### Your objective:
Repeat the records exactly. Every line must match.

### Extracted records:
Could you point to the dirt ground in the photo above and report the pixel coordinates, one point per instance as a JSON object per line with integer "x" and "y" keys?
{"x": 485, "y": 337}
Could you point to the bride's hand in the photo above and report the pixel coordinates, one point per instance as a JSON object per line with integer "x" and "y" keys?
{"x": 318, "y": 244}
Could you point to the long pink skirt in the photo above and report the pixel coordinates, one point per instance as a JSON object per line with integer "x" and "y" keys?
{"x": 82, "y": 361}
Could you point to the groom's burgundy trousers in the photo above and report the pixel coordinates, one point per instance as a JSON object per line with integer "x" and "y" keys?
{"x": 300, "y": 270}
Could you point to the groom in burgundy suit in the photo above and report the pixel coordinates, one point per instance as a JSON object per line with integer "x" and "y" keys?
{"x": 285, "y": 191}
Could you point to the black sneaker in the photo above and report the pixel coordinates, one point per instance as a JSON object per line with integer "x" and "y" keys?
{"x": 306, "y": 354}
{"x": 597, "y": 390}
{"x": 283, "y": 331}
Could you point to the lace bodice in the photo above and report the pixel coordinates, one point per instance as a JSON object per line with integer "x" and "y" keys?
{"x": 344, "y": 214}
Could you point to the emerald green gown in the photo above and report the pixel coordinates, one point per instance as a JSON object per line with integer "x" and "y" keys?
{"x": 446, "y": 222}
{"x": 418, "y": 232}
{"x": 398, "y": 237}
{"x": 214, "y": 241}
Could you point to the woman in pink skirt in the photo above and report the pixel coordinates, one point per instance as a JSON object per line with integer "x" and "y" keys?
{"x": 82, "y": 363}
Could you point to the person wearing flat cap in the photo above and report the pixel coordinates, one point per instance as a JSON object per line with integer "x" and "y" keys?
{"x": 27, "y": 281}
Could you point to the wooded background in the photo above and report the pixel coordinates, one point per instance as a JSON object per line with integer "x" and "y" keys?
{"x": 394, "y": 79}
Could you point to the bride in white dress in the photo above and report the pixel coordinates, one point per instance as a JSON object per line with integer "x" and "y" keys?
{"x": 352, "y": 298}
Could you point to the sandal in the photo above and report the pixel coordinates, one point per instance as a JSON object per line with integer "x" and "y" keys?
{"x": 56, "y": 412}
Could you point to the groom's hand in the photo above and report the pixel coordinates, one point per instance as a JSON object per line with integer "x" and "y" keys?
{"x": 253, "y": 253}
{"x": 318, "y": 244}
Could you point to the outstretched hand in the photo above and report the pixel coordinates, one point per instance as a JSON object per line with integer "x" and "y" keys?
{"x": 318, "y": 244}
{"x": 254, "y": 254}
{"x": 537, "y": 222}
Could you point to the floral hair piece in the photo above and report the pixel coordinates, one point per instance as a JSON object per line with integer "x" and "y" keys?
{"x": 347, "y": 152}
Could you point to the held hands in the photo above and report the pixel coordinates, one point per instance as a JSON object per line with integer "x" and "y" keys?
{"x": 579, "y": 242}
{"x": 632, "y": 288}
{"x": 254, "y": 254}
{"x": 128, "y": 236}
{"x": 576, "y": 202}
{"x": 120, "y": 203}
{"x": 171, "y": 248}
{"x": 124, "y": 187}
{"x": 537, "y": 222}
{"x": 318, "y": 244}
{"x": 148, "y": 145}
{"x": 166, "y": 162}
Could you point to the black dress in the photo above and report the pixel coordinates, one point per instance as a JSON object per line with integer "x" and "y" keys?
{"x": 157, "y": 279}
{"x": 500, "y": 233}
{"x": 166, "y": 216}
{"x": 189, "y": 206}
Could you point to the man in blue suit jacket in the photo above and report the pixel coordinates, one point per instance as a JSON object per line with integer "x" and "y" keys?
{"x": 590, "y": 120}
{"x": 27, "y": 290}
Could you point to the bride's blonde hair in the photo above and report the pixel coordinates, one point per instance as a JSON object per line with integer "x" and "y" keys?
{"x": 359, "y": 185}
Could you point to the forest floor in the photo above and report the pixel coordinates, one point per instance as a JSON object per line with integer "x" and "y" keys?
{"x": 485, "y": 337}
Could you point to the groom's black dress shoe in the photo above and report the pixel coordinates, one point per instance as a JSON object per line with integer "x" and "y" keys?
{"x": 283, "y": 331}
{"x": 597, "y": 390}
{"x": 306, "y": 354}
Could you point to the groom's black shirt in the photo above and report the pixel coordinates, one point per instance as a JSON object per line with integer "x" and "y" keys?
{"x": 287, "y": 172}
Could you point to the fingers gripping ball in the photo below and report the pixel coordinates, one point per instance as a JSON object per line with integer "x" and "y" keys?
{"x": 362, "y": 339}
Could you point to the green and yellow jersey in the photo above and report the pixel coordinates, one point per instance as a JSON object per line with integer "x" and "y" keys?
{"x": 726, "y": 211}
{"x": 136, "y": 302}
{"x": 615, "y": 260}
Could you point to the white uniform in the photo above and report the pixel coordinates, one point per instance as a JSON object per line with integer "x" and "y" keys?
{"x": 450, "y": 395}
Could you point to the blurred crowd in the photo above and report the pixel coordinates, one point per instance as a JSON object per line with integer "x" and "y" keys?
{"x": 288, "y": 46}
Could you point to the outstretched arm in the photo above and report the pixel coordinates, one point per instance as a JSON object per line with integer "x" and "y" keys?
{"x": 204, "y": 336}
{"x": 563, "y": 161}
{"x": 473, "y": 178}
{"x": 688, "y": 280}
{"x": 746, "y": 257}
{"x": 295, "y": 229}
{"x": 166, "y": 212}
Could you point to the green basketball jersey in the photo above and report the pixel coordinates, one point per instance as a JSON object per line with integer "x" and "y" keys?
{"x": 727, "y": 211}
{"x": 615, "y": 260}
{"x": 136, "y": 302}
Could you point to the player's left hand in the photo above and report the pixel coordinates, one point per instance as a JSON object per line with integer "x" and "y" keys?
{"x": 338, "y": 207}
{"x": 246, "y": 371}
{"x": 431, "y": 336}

### Solution to this problem:
Could you point to the dirt ground in the photo above and report the pixel coordinates, one point per instance as a JSON object per line with integer "x" and "y" keys?
{"x": 485, "y": 337}
Could you point to the bride's hand in the photo above and report the pixel coordinates, one point per instance as a JSON object per line with integer "x" and "y" keys?
{"x": 318, "y": 244}
Could you point to the long pink skirt in the photo above and report the pixel coordinates, one point per instance as a JSON object per line with integer "x" and "y" keys?
{"x": 82, "y": 361}
Could you point to the groom's burgundy trousers in the photo above and report the pixel coordinates, one point per instance as a JSON object per line with integer "x" and "y" keys?
{"x": 300, "y": 270}
Could you point to the groom in burgundy suit in the photo above and report the pixel coordinates, one point per instance as a JSON object per line with integer "x" and "y" keys?
{"x": 285, "y": 191}
Could you point to the black sneaker in the photo above and report the pixel coordinates, one point per instance as a JSON object per line with integer "x" and "y" keys?
{"x": 306, "y": 354}
{"x": 597, "y": 390}
{"x": 283, "y": 331}
Could you point to the lace bodice in the photo above and report the pixel coordinates, one point per instance as a JSON object per line with integer "x" and "y" keys?
{"x": 344, "y": 214}
Could you point to the emerald green gown in the photo above and report the pixel coordinates, one point per instance as a JSON object per line with integer "x" and "y" keys?
{"x": 446, "y": 222}
{"x": 418, "y": 232}
{"x": 398, "y": 237}
{"x": 214, "y": 241}
Could you point to the woman in pink skirt in the photo above and report the pixel coordinates, one point per instance as a JSON object per line with integer "x" and "y" keys?
{"x": 82, "y": 363}
Could you point to the person wearing flat cap in the photo above and report the pixel coordinates, one point per instance as a JSON object per line with integer "x" and "y" keys?
{"x": 27, "y": 281}
Could you point to the wooded background in the photo above and report the pixel coordinates, one point per instance as a JSON object per line with integer "x" and "y" keys?
{"x": 394, "y": 79}
Could you point to the bride in white dress in the photo above and report the pixel coordinates, one point per instance as a JSON object per line with integer "x" and "y" keys?
{"x": 352, "y": 298}
Could you point to the sandal in the photo above and report the pixel coordinates, one point per instance as a JSON object per line with integer "x" and "y" keys?
{"x": 56, "y": 412}
Could you point to the groom's hand in the photo above and report the pixel coordinates, one point per instance as a JSON object per line with integer "x" and "y" keys?
{"x": 253, "y": 253}
{"x": 318, "y": 244}
Could you point to the outstretched hand in the photo above and report the pixel coordinates, one point per instance as a JSON object per line with integer "x" and "y" keys?
{"x": 318, "y": 244}
{"x": 254, "y": 254}
{"x": 537, "y": 222}
Could you point to the floral hair piece in the photo above and report the pixel coordinates, one point per instance as a JSON object per line with integer "x" and "y" keys?
{"x": 347, "y": 152}
Could you point to the held hands in the photo above and report the pixel coordinates, one point per instance as a JSON object per line with integer "x" and "y" keys?
{"x": 579, "y": 242}
{"x": 632, "y": 288}
{"x": 254, "y": 254}
{"x": 128, "y": 236}
{"x": 576, "y": 202}
{"x": 120, "y": 203}
{"x": 171, "y": 248}
{"x": 124, "y": 187}
{"x": 537, "y": 222}
{"x": 318, "y": 244}
{"x": 148, "y": 145}
{"x": 166, "y": 162}
Could you point to the black dress in the photo above and report the pixel coordinates, one point per instance as a JSON object per line with integer "x" and "y" keys?
{"x": 157, "y": 279}
{"x": 500, "y": 233}
{"x": 166, "y": 216}
{"x": 189, "y": 206}
Could you point to the man in blue suit jacket in the photo above and report the pixel coordinates, one point per instance as a JSON object per line with integer "x" and "y" keys?
{"x": 590, "y": 120}
{"x": 27, "y": 290}
Could you point to the bride's blonde hair in the photo above and report the pixel coordinates, one point per instance as a JSON object per line with integer "x" and "y" keys?
{"x": 359, "y": 185}
Could you point to the forest floor in the photo above and report the pixel coordinates, one point per instance as a JSON object per line with integer "x" and "y" keys?
{"x": 485, "y": 337}
Could you point to the groom's black dress shoe in the photo above and report the pixel coordinates, one point per instance as a JSON object per line with integer "x" and "y" keys?
{"x": 283, "y": 331}
{"x": 597, "y": 390}
{"x": 306, "y": 354}
Could you point to the groom's black shirt in the photo above and report the pixel coordinates, one point per instance as a JSON object per line with integer "x" and "y" keys?
{"x": 287, "y": 172}
Could you point to the fingers gripping ball in the photo below and report the pixel coordinates, one point per instance as a JSON object per line with integer "x" and "y" keys?
{"x": 362, "y": 339}
Could you point to the green and yellow jersey in the photo above and report the pixel coordinates, one point per instance as a JSON object per line with integer "x" and "y" keys?
{"x": 726, "y": 211}
{"x": 136, "y": 302}
{"x": 615, "y": 260}
Could you point to the white uniform in the photo above and report the pixel coordinates, one point per instance as a JSON object per line with integer "x" and "y" keys?
{"x": 450, "y": 395}
Could you point to the blurred crowd in the photo above and report the pixel coordinates, one point per instance as a JSON object per line with integer "x" and "y" keys?
{"x": 288, "y": 46}
Could you point to the outstretched arm in the photo above and report the pixel coordinates, one point per instance as a JSON object per line with integer "x" and "y" keys?
{"x": 204, "y": 336}
{"x": 563, "y": 161}
{"x": 473, "y": 178}
{"x": 688, "y": 280}
{"x": 746, "y": 257}
{"x": 295, "y": 229}
{"x": 166, "y": 212}
Could you point to the green basketball jersey in the photo above and report the pixel coordinates, one point per instance as a JSON object per line with integer "x" and "y" keys?
{"x": 727, "y": 211}
{"x": 615, "y": 260}
{"x": 136, "y": 302}
Could you point to the player's left hand in the photo above and report the pixel coordinates, one point per instance as a JSON object per line with integer "x" and "y" keys?
{"x": 338, "y": 207}
{"x": 246, "y": 371}
{"x": 431, "y": 336}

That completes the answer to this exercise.